> [ABOUT THIS TASK]: The line containing "Outline every instance of the honey" and every line after it, through the last line of the records, are to be transcribed exactly, and nothing else.

> [EXCERPTED RECORDS]:

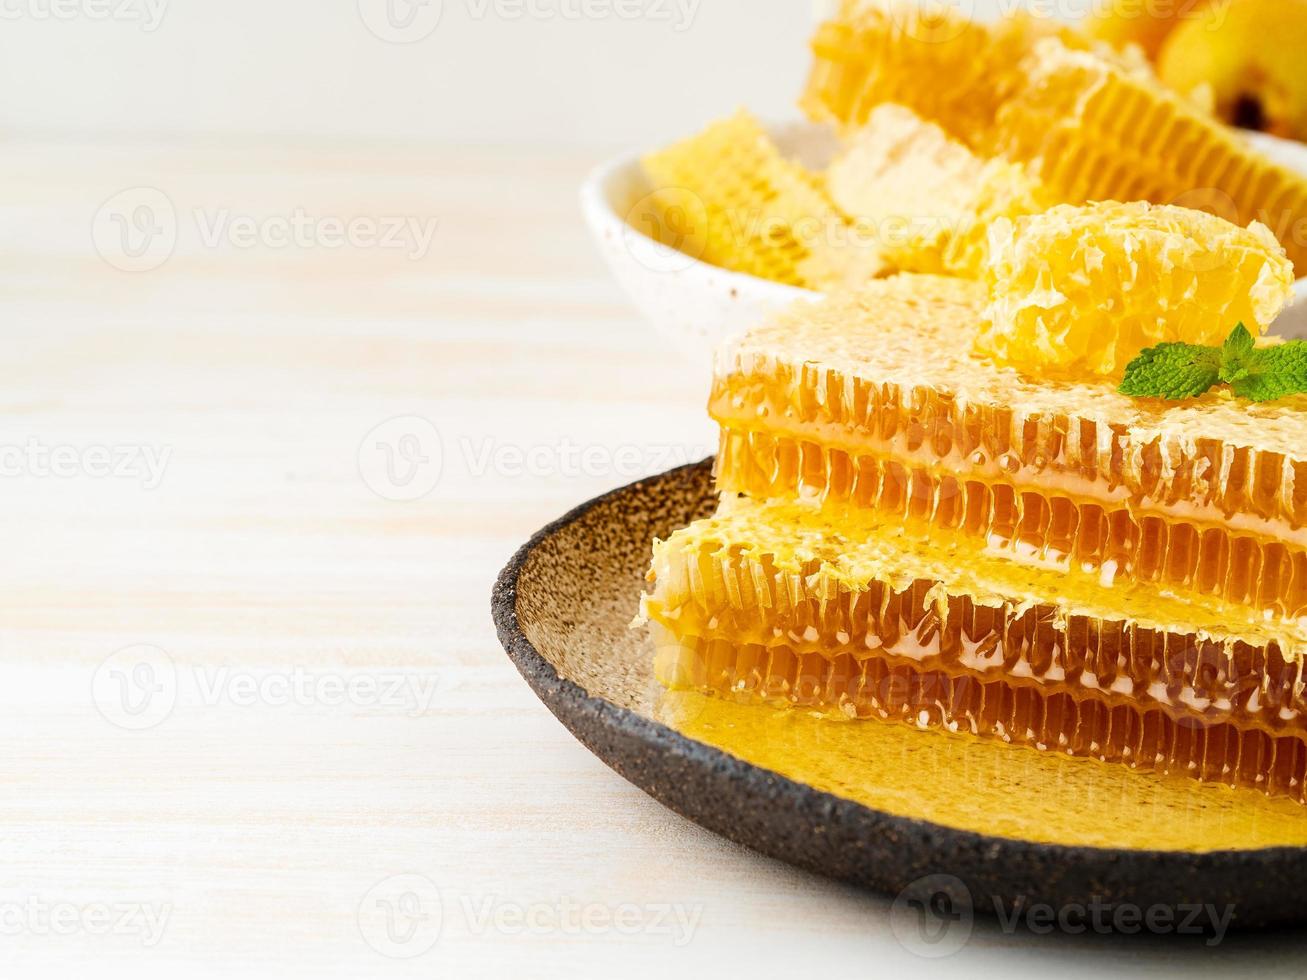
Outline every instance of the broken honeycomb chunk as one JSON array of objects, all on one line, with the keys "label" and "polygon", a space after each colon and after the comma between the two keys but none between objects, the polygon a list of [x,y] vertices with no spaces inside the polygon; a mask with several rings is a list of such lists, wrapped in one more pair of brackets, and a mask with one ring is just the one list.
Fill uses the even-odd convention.
[{"label": "broken honeycomb chunk", "polygon": [[705,262],[792,286],[844,237],[846,222],[821,180],[787,160],[752,115],[741,111],[646,156],[658,212],[649,224],[664,244]]},{"label": "broken honeycomb chunk", "polygon": [[831,199],[904,272],[979,277],[989,226],[1056,203],[1022,168],[985,159],[905,106],[878,106],[826,174]]},{"label": "broken honeycomb chunk", "polygon": [[1189,208],[1062,205],[991,229],[978,353],[1038,376],[1119,379],[1164,341],[1262,332],[1293,295],[1275,236]]},{"label": "broken honeycomb chunk", "polygon": [[717,361],[718,486],[831,500],[1078,577],[1302,615],[1307,399],[1143,402],[970,356],[979,283],[900,275]]},{"label": "broken honeycomb chunk", "polygon": [[1041,42],[998,112],[992,152],[1029,163],[1063,200],[1179,204],[1260,221],[1307,270],[1307,179],[1110,61]]},{"label": "broken honeycomb chunk", "polygon": [[730,497],[655,545],[651,580],[668,686],[1303,800],[1301,628],[1146,585],[1068,584],[874,515]]},{"label": "broken honeycomb chunk", "polygon": [[[1036,40],[1073,32],[1029,15],[983,24],[939,7],[845,0],[812,40],[801,105],[847,130],[895,102],[978,146]],[[1087,42],[1086,42],[1087,43]]]}]

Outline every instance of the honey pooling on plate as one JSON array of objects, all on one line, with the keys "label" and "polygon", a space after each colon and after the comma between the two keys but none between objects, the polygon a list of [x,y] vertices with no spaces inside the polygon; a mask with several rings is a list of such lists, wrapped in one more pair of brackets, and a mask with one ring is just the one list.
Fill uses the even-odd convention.
[{"label": "honey pooling on plate", "polygon": [[1302,802],[1307,403],[1050,381],[973,351],[991,300],[900,275],[721,352],[721,507],[644,600],[660,679]]}]

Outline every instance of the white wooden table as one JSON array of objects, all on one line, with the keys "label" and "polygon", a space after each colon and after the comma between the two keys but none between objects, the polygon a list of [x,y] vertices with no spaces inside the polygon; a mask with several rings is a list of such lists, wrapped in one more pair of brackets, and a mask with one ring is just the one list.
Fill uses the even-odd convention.
[{"label": "white wooden table", "polygon": [[1295,937],[988,924],[919,959],[536,702],[498,568],[712,443],[585,238],[592,162],[5,146],[0,973],[1301,975]]}]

> [OUTPUT OF THE EXERCISE]:
Outline every instance of the honey pooling on plate as one JSON array of objects, all on one line, with the keys "label" and "polygon", a space after each colon and after the comma between the two keys but none between objects, the polygon a list of [x,y] vertices with no spaces inside the polygon; a mask with several rings is a list of such lists, wrapped in one more pair of brackets, and a mask with one ring is just the one list.
Fill uses the even-odd convention.
[{"label": "honey pooling on plate", "polygon": [[1302,802],[1307,403],[1050,381],[973,351],[991,300],[900,275],[721,352],[721,507],[644,600],[660,679]]}]

Outline every instance of the white wooden table as one JSON array of objects, all on one line, with the keys "label" and "polygon", a space after each colon and after the comma between the two keys but none between objects, the polygon a list of [x,y] vertices with no spaces inside the polygon; a mask with several rings is a list of such lists, wrapped in one more pair of brackets, and a mask with one ring is just the one list.
Fill uses the even-odd convention.
[{"label": "white wooden table", "polygon": [[1295,937],[988,924],[919,959],[536,702],[498,568],[712,443],[585,238],[592,162],[5,146],[0,973],[1301,975]]}]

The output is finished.